WHAT YOU HAVE TO DO:
Copy every line of the records below, requests included, adding -112 to each coordinate in the answers but leaving the requests and their format samples unchanged. Omit the pictures from your answer.

Excerpts from point annotation data:
>> START

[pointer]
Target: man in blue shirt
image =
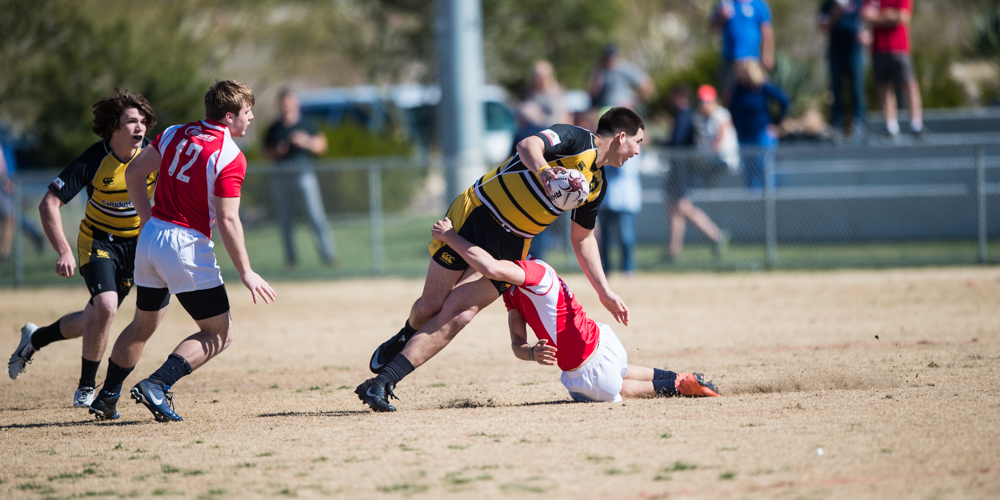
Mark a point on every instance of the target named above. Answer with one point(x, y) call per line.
point(847, 37)
point(747, 33)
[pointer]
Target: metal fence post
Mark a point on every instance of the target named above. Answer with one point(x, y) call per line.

>> END

WRITTEN RESPONSE:
[pointer]
Target: man in blue shirt
image =
Mark a point on every instance of the target named above. Answer with one point(x, y) call per line.
point(735, -75)
point(635, -79)
[pointer]
Target: metal fence post
Mark a point on every instance of the target named above. Answer with one point(x, y) call per line.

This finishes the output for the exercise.